**BRIEF**
Your answer must consist solely of the line containing "Could you locate every dark suit" and all subsequent lines through the end of the entries, reproduced exactly.

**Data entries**
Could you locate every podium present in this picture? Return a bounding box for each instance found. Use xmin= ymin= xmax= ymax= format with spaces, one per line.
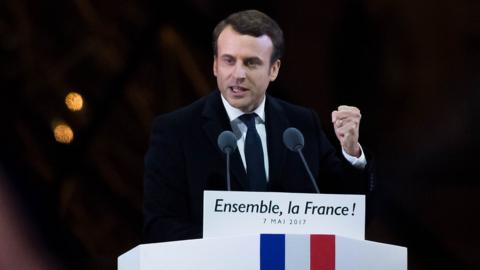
xmin=118 ymin=234 xmax=407 ymax=270
xmin=121 ymin=191 xmax=407 ymax=269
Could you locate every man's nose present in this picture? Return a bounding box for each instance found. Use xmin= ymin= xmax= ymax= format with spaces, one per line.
xmin=232 ymin=63 xmax=246 ymax=79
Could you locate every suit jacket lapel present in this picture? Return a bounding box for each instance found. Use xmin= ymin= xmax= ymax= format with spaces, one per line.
xmin=202 ymin=91 xmax=248 ymax=190
xmin=265 ymin=95 xmax=289 ymax=188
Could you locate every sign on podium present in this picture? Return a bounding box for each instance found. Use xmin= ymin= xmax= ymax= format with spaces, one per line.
xmin=204 ymin=191 xmax=365 ymax=239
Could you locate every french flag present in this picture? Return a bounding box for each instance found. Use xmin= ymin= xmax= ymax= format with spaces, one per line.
xmin=260 ymin=234 xmax=335 ymax=270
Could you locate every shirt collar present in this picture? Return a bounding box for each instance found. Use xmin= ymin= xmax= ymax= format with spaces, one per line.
xmin=220 ymin=93 xmax=266 ymax=123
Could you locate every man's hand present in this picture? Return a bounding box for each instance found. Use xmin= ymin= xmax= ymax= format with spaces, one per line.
xmin=332 ymin=105 xmax=362 ymax=157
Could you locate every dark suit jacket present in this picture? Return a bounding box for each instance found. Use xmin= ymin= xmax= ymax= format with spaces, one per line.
xmin=143 ymin=90 xmax=375 ymax=243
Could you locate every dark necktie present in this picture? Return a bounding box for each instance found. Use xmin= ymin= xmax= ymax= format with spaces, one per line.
xmin=239 ymin=113 xmax=267 ymax=191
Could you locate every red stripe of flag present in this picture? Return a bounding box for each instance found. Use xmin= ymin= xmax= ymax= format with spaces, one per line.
xmin=310 ymin=235 xmax=335 ymax=270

**TASK RESULT**
Could you locate every dark suit jacket present in this picture? Return a bounding box for each instance found. Use xmin= ymin= xmax= ymax= format with spaces, one per line.
xmin=143 ymin=90 xmax=375 ymax=243
Could you locate every dark necktie present in this picture? Return a bounding box for each instance found. Use xmin= ymin= xmax= ymax= format with spaces, one per line.
xmin=239 ymin=113 xmax=267 ymax=191
Could you locate every red stripe of flag present in this picture? Return a bounding box for each instance found. Use xmin= ymin= xmax= ymax= format with spaces, one per line.
xmin=310 ymin=235 xmax=335 ymax=270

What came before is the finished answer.